SHORT EXERCISE 1:
Extract every line of the entries that contains the string "green", treating uppercase and lowercase as different.

PROVIDED TEXT:
◆ ◆ ◆ ◆ ◆

Granted, there is some truth in that. Iran is a classic study in what Hans Morgenthau called the policy of bluff, trumpeting and exaggerating what power it has in order to punch above its weight.
However, to simply dismiss Iran is a gross error. Three points must be mentioned.
One: Exaggerated though its own claims may be, Iran’s power is real, substantial, and growing. It continues to make strides in its armaments, including nuclear technology. Its web of terrorist activities throughout the region and beyond is strong and getting stronger. America’s withdrawal gives it freer course in Iraq. The rise of radical Islamist forces throughout the Middle East bolsters its position.
It’s not without reason that Iran is tightening its grip on Hormuz right now. With Islamist governments gaining control of Egypt and Libya, not to mention Eritrea and Yemen, Iran’s influence over the north and south entrances of the Red Sea is increasing. Its emerging ability to control oil flow through these choke points could cripple the economically fragile West.
Two: Iran’s bravado has exposed America’s broken will. Iran’s provocations have been far more than rhetoric. It has been at war with America, actively, for over a decade. In dramatic fashion before the whole world, it has defied the U.S. and flaunted America’s weakness.
Three, and most important: This pushiness is leading to war. The weakness in the West’s response has given Iran room to push harder and harder. Sanctions will not do the job. Nothing will stop Iran short of war!
As longtime Trumpet readers are well aware, the pushiness in Iran’s foreign policy was specifically prophesied in Scripture.

◆ ◆ ◆ ◆ ◆

EXTRACTED ENTRIES:
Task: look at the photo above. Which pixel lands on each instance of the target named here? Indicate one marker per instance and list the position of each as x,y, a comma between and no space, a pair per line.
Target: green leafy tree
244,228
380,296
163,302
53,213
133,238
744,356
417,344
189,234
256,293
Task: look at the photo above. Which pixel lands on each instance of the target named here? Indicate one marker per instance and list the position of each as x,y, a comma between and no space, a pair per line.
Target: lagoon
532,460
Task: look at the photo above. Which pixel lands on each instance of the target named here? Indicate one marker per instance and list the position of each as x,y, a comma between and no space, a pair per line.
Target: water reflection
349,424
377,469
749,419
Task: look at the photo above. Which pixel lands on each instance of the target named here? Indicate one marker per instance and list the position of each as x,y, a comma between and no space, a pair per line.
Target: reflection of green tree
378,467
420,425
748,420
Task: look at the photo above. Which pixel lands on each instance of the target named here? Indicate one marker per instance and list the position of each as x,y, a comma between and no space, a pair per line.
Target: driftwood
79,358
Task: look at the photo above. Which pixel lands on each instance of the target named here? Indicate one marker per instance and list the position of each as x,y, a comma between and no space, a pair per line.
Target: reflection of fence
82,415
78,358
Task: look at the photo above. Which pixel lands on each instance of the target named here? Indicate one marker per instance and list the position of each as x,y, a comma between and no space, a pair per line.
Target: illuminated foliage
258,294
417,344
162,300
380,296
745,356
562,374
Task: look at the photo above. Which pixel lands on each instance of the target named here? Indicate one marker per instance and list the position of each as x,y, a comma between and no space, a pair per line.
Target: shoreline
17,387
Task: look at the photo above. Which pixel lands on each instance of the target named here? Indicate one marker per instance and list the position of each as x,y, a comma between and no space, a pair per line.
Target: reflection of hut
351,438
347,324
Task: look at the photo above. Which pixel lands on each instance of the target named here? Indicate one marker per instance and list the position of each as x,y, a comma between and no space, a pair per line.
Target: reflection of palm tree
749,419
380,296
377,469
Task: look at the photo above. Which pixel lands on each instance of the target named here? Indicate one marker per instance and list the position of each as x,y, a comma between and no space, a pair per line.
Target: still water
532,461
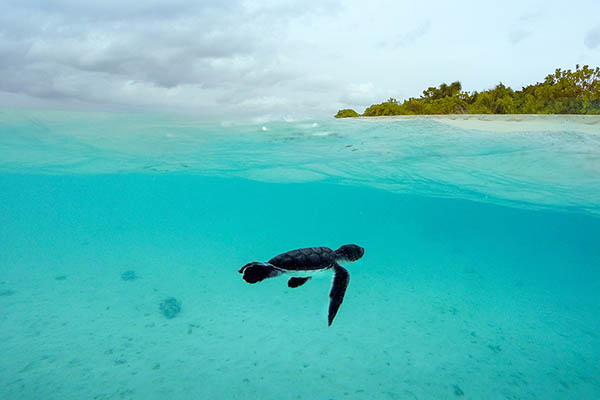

◆ ◆ ◆ ◆ ◆

SHORT EXERCISE 2:
Resume the passage about Iran's foreign policy, starting right after its final sentence.

WRITTEN RESPONSE 1:
Target: green leafy tree
Target: reflection of green tree

WRITTEN RESPONSE 2:
One end-time biblical prophecy the Trumpet has pointed to consistently over the past two decades speaks of an Iranian-led radical Islamic power, “the king of the south.” What will it do? “And at the time of the end shall the king of the south push at him ….”
Way back in one of the earliest Trumpet editions—September/October 1990—editor in chief Gerald Flurry wrote about this verse: “The Gesenius’ Hebrew-Chaldee Lexicon to the Old Testament says the word push means ‘to strike—used of horned animals,’ or, ‘to push with the horn.’ It is ‘used figuratively of a victor who prostrates the nations before him.’ It also means, ‘to wage war with anyone.’ Push is a violent word!”
That is the verb prophecy uses to define the power we currently see threatening oil routes, openly confronting the world’s most powerful navy, launching missiles and building nukes.
Iran’s prophesied push has already started. America isn’t going to stop it. Just watch. It’s going to keep getting more provocative, more aggressive, more volatile and violent.